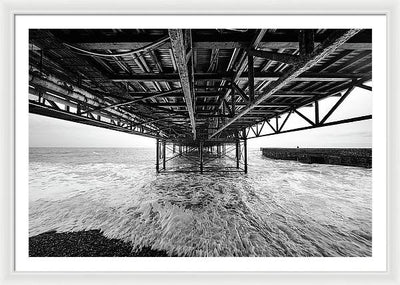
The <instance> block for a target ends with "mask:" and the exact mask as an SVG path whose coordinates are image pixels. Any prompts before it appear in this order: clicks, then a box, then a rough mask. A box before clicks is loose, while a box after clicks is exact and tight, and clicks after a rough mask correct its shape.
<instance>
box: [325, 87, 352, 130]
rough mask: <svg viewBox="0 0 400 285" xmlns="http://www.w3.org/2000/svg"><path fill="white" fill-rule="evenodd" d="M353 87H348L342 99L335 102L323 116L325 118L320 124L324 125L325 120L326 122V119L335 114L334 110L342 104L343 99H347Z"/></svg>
mask: <svg viewBox="0 0 400 285" xmlns="http://www.w3.org/2000/svg"><path fill="white" fill-rule="evenodd" d="M353 89H354V86H352V87H350V88H349V89H348V90H347V91H346V92H345V93H344V94H343V95H342V97H340V99H339V100H338V101H337V102H336V104H335V105H333V107H332V108H331V109H330V110H329V112H328V113H327V114H326V115H325V117H324V118H323V119H322V120H321V124H323V123H325V122H326V120H328V118H329V117H330V116H331V115H332V113H333V112H335V110H336V109H337V107H339V106H340V104H342V102H343V101H344V99H346V98H347V96H349V94H350V93H351V91H353Z"/></svg>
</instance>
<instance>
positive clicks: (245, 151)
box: [243, 137, 247, 174]
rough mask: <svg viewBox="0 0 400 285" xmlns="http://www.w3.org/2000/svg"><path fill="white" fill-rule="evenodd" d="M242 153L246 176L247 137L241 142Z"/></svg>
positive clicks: (246, 161) (246, 165) (246, 167)
mask: <svg viewBox="0 0 400 285" xmlns="http://www.w3.org/2000/svg"><path fill="white" fill-rule="evenodd" d="M243 151H244V173H246V174H247V137H246V138H244V140H243Z"/></svg>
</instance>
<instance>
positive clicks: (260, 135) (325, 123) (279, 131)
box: [248, 115, 372, 139]
mask: <svg viewBox="0 0 400 285" xmlns="http://www.w3.org/2000/svg"><path fill="white" fill-rule="evenodd" d="M370 119H372V115H365V116H359V117H353V118H348V119H344V120H338V121H333V122H328V123H323V124H319V125H316V124H314V125H312V126H307V127H301V128H296V129H290V130H284V131H282V130H281V131H279V132H273V133H269V134H264V135H259V136H254V137H249V138H248V139H253V138H260V137H267V136H272V135H277V134H284V133H291V132H297V131H304V130H309V129H315V128H321V127H328V126H335V125H340V124H347V123H353V122H359V121H364V120H370ZM267 123H268V121H267ZM271 128H272V126H271Z"/></svg>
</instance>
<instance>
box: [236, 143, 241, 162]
mask: <svg viewBox="0 0 400 285" xmlns="http://www.w3.org/2000/svg"><path fill="white" fill-rule="evenodd" d="M239 164H240V141H239V139H238V140H236V168H239V166H240V165H239Z"/></svg>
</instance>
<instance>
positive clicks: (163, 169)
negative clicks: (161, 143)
mask: <svg viewBox="0 0 400 285" xmlns="http://www.w3.org/2000/svg"><path fill="white" fill-rule="evenodd" d="M165 156H166V155H165V141H163V170H165Z"/></svg>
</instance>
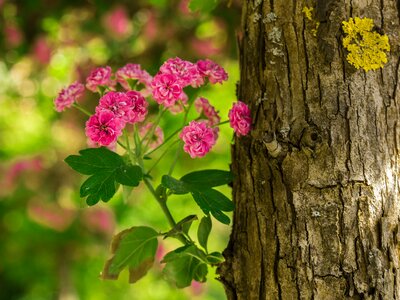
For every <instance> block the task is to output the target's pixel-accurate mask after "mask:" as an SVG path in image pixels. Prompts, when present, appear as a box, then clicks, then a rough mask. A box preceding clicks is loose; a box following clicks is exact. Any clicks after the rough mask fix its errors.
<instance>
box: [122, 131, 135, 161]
mask: <svg viewBox="0 0 400 300" xmlns="http://www.w3.org/2000/svg"><path fill="white" fill-rule="evenodd" d="M124 136H125V141H126V148H125V149H126V150H127V151H128V155H129V159H130V160H131V163H132V164H133V163H134V162H135V161H136V159H135V157H133V152H132V150H131V145H130V143H129V135H128V132H127V131H126V130H124Z"/></svg>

......

## Your assignment
Determine how many lines of the data contain the word "loose", and reply with that number only.

## Solution
2